- WHAT YOU WILL DO -
1) Render this sentence from the blog post into Spanish: "it’s that anger and disgust that makes me refuse to give/take bribery."
2) Write out everything in the blog post from "But, the problem" down to "and sleep happy.", swapping "cactus" for "weeds".

- SUPPLIED TEXT -

= = = =

But, the problem is i dont let the anger out. i just keep it with myself. all the guilt and anger and pain and frustration i just keep it with myself. i pamper it, i obsess it and i let  it grow like cactus growing in a garden of red roses. I let the anger and frustration give birth to anew sense of duty towards India. it’s that anger and disgust that makes me refuse to give/take bribery. it’s that pain and frustration that i dont take part in any kind of corruption and dirty politics game. i am from that category of people who just sit and watch. and, then sip some tea and go home and sleep happy.

That’s why i thought of seething all this things out. every negativity from myself. I’m not doing it as a favor to anyone or i just want to feel good and and empty all the negativity from my mind and soul. i am doing this because i am in the mood to OFFEND. I clearly dont give a fuck if they censor my blog or force me to delete this post. Somehow, someway i will fuck them out of this society through this post. I hope this post reaches to all the political personalities of India and i want them to feel guilty i want them to feel offended, oh so much fucking offended!

= = = =

[Stored records]
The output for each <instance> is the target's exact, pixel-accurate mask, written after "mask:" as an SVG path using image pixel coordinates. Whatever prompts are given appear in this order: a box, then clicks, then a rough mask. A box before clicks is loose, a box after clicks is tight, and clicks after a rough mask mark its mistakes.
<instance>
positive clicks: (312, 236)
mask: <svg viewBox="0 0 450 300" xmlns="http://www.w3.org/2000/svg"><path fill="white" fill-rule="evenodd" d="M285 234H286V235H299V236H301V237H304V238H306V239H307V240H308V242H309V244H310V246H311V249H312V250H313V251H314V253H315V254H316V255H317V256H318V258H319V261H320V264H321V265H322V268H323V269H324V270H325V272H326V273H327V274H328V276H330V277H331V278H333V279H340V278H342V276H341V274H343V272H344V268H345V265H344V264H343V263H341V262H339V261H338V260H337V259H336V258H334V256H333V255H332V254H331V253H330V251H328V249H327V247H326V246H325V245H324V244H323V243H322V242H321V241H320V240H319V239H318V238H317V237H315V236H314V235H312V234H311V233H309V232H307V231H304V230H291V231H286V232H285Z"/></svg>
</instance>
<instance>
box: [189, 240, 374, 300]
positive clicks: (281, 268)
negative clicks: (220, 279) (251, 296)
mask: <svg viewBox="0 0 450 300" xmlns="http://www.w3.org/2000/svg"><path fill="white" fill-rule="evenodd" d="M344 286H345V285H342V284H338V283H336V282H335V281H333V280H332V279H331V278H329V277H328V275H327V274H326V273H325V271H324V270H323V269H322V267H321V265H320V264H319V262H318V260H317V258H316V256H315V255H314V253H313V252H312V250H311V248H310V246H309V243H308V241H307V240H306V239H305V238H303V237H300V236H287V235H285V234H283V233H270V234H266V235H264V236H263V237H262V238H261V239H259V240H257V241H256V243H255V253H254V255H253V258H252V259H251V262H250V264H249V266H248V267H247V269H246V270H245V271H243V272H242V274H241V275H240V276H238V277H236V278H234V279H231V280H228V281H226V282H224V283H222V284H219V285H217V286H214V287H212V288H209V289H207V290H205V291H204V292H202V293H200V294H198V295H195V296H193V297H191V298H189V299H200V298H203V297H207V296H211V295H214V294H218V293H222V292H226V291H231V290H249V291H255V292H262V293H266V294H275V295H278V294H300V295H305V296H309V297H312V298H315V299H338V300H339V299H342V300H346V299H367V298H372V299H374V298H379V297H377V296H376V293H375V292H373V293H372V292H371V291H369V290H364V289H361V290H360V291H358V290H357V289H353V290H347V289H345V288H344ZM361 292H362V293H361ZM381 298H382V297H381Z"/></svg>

= = = =

- ANSWER SECTION -
1) Es esa rabia y ese asco lo que hace que me niegue a dar o aceptar sobornos.

2)
But, the problem is i dont let the anger out. i just keep it with myself. all the guilt and anger and pain and frustration i just keep it with myself. i pamper it, i obsess it and i let  it grow like weeds growing in a garden of red roses. I let the anger and frustration give birth to anew sense of duty towards India. it’s that anger and disgust that makes me refuse to give/take bribery. it’s that pain and frustration that i dont take part in any kind of corruption and dirty politics game. i am from that category of people who just sit and watch. and, then sip some tea and go home and sleep happy.